◆ The data
<<<<

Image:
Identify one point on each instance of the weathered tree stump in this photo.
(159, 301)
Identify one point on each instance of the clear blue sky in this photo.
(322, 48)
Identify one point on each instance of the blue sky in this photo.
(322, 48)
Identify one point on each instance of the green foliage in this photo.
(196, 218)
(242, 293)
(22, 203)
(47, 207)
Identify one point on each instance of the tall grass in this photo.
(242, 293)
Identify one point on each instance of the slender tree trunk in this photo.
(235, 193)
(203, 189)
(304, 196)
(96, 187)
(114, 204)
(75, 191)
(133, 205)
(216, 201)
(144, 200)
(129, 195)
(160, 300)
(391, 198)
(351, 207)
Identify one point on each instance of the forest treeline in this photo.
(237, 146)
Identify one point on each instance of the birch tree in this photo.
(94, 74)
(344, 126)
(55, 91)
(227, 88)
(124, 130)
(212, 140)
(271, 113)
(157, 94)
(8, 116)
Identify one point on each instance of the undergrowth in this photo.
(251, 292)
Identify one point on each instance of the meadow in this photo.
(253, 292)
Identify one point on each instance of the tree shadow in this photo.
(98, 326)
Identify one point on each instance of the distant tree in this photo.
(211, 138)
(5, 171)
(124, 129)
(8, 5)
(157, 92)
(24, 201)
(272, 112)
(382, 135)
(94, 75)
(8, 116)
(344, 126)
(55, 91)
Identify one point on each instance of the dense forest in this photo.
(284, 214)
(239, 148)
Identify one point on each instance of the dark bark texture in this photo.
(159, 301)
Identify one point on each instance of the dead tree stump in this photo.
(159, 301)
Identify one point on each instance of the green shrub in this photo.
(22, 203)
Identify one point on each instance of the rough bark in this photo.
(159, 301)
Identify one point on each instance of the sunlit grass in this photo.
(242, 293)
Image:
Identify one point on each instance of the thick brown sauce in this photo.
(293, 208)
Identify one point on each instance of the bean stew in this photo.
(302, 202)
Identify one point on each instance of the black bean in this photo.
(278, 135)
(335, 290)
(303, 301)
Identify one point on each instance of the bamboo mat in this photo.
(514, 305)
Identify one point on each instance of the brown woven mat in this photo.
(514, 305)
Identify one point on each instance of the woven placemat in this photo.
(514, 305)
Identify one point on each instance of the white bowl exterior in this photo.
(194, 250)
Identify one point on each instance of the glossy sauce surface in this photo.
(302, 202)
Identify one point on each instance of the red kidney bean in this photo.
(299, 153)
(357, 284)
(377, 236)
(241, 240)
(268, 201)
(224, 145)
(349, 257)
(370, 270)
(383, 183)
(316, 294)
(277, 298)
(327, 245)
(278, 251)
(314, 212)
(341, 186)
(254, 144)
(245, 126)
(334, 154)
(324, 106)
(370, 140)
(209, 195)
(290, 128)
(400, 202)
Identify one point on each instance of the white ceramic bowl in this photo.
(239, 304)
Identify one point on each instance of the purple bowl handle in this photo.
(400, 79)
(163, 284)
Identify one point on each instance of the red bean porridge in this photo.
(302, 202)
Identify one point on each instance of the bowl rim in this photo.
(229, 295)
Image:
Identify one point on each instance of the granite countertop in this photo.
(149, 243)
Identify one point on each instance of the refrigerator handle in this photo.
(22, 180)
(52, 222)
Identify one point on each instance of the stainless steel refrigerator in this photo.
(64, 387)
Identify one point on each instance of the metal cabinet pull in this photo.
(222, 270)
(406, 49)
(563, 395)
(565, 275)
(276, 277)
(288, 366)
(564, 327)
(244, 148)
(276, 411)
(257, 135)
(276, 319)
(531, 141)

>>>>

◆ Goal
Rescale everything from the line containing "Identify one point on each instance of the refrigerator" down to the end of the records. Repeat each line, requests included, but multiply every point coordinate by 1.3 and round it to a whole number, with halves rounding up.

◆ Completed exercise
Identify one point on each instance of the refrigerator handle in this photo.
(29, 234)
(68, 289)
Identify one point on each instance of the stainless steel refrigerator in this photo.
(83, 503)
Identify one point on each instance of the metal cabinet pull in this photo.
(289, 351)
(528, 64)
(732, 514)
(735, 358)
(359, 360)
(374, 476)
(733, 425)
(317, 192)
(359, 534)
(334, 176)
(359, 415)
(690, 183)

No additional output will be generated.